EXERCISE INSTRUCTIONS :: From the entries below, give the number of lines where the word "colored" occurs, and nothing else.

---*---

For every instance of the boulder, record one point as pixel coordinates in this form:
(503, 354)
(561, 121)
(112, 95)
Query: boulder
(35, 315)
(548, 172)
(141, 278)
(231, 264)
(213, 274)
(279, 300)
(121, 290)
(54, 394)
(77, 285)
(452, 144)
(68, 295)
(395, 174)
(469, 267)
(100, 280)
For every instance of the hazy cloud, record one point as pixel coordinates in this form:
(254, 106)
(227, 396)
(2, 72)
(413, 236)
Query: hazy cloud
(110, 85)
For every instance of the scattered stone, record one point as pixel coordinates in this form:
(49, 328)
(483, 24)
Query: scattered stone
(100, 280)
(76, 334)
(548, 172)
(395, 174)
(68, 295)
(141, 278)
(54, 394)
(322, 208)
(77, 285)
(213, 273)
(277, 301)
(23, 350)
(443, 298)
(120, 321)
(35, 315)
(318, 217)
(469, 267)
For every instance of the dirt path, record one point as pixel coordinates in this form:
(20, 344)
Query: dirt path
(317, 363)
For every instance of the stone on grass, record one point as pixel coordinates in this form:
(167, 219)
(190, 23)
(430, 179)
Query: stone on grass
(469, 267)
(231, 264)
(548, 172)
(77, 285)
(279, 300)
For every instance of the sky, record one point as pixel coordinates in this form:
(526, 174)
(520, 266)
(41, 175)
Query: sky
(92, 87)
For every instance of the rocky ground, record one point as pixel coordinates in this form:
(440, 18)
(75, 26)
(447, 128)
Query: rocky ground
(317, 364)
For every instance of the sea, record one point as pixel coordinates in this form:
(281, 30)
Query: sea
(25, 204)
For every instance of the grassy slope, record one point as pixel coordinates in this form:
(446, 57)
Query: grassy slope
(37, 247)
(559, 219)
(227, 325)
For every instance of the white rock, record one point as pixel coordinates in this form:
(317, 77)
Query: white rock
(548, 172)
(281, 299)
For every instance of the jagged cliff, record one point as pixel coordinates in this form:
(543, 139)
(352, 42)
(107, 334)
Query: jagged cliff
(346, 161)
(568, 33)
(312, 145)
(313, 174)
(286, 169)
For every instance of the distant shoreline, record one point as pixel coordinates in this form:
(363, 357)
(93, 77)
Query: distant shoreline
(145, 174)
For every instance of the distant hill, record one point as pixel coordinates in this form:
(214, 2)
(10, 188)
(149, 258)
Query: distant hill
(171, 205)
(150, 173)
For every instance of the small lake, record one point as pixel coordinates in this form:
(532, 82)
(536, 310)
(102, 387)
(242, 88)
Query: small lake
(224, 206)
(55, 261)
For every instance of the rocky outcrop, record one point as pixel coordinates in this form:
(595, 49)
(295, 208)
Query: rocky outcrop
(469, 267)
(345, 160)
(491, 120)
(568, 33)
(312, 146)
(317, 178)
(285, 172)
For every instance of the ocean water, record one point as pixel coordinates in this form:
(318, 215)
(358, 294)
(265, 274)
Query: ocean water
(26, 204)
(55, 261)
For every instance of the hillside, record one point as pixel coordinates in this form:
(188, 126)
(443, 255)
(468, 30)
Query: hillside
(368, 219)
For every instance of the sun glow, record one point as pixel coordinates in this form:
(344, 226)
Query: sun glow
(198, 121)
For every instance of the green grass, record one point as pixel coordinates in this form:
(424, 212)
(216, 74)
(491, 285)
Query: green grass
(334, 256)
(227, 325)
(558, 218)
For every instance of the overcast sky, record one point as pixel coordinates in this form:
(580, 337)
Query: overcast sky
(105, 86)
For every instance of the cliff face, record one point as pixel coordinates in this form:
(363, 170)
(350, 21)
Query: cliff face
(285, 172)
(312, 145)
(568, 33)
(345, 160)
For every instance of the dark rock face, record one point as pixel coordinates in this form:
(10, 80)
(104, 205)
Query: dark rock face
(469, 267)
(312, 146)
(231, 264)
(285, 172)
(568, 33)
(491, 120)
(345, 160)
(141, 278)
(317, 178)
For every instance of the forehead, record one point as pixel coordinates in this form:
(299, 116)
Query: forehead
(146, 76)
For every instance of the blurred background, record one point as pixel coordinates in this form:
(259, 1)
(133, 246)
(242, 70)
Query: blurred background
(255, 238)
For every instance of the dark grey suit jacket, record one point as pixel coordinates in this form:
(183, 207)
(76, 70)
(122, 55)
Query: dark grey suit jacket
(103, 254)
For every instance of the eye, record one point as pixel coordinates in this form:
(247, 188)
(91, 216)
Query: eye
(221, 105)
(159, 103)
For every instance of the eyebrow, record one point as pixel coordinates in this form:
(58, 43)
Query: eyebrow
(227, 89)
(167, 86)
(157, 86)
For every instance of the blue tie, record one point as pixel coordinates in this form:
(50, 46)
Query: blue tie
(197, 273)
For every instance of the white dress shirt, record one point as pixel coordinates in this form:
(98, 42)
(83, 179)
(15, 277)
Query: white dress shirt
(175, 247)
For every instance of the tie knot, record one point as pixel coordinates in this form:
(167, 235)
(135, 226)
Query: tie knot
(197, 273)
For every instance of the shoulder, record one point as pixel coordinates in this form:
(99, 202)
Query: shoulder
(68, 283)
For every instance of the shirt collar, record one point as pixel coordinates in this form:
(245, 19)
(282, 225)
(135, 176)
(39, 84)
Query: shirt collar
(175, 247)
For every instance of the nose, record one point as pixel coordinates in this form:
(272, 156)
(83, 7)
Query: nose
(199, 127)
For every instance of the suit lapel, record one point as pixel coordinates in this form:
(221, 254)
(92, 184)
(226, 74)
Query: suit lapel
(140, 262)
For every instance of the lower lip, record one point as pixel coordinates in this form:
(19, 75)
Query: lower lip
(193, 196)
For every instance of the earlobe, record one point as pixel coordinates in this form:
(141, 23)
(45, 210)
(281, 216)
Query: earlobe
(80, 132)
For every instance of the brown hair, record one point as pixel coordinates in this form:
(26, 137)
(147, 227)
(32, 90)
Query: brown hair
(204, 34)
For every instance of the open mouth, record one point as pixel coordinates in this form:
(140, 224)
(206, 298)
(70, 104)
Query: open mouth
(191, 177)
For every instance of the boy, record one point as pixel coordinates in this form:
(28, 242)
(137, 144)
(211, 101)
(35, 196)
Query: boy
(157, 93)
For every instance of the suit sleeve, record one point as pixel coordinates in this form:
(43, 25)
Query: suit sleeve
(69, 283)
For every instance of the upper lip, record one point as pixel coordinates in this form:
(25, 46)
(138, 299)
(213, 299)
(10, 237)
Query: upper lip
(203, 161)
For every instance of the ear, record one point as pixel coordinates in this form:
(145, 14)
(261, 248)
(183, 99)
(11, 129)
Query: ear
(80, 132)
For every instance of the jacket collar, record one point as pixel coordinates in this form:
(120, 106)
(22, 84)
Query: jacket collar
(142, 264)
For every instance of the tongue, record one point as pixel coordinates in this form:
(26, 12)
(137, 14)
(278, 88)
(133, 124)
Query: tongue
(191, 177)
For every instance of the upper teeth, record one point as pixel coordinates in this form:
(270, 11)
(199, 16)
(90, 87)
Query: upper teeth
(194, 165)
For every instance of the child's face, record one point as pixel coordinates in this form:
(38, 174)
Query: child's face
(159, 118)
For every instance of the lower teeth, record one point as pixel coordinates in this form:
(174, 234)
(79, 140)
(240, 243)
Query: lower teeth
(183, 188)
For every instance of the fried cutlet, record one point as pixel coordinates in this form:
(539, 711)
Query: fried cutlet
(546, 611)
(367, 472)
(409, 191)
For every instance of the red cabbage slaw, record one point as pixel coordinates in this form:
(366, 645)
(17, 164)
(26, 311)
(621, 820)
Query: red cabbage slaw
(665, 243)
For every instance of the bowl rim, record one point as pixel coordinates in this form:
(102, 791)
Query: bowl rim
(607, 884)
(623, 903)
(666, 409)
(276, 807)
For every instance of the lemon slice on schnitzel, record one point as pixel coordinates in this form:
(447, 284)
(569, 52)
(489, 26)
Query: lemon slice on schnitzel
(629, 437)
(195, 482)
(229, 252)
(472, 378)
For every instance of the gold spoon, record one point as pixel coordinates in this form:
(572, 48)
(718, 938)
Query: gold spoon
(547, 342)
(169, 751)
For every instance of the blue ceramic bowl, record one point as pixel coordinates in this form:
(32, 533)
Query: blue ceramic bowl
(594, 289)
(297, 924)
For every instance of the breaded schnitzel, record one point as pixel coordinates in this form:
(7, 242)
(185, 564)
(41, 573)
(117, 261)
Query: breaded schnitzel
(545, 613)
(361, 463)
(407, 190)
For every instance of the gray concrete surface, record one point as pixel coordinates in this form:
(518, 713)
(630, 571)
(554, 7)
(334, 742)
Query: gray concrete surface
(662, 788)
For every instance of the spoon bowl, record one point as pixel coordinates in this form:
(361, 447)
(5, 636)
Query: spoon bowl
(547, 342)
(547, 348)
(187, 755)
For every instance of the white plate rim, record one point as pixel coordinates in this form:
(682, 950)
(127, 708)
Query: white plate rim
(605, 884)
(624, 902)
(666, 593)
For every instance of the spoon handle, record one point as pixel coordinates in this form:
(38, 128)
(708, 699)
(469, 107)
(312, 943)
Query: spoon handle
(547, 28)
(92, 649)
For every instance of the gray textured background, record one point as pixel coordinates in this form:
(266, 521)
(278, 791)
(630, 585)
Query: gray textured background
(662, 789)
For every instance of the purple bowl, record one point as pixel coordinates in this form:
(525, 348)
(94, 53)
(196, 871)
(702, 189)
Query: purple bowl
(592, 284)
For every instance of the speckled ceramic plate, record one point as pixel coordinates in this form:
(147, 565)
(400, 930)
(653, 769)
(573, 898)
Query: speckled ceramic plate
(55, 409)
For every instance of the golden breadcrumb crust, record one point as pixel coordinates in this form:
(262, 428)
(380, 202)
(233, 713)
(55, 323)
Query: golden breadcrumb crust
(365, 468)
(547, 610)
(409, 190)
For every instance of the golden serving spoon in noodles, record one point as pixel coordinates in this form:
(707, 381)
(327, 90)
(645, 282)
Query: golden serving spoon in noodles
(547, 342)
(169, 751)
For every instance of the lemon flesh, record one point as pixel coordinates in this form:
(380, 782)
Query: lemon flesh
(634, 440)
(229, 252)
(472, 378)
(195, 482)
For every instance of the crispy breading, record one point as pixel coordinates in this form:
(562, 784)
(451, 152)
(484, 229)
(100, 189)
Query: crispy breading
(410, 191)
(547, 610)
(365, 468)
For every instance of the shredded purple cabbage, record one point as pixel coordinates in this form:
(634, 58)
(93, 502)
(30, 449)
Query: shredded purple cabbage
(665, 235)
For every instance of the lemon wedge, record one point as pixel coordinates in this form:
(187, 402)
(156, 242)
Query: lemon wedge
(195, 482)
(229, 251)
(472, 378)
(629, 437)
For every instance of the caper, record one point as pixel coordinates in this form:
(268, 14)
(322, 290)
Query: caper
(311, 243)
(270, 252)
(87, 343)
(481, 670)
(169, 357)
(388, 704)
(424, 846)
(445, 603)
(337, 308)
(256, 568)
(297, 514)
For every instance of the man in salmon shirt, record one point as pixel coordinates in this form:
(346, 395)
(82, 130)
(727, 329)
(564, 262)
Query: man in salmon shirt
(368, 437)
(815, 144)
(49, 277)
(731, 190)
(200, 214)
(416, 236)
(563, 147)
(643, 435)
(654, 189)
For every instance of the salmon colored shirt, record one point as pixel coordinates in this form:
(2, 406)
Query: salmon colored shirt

---*---

RESPONSE BOX :: 2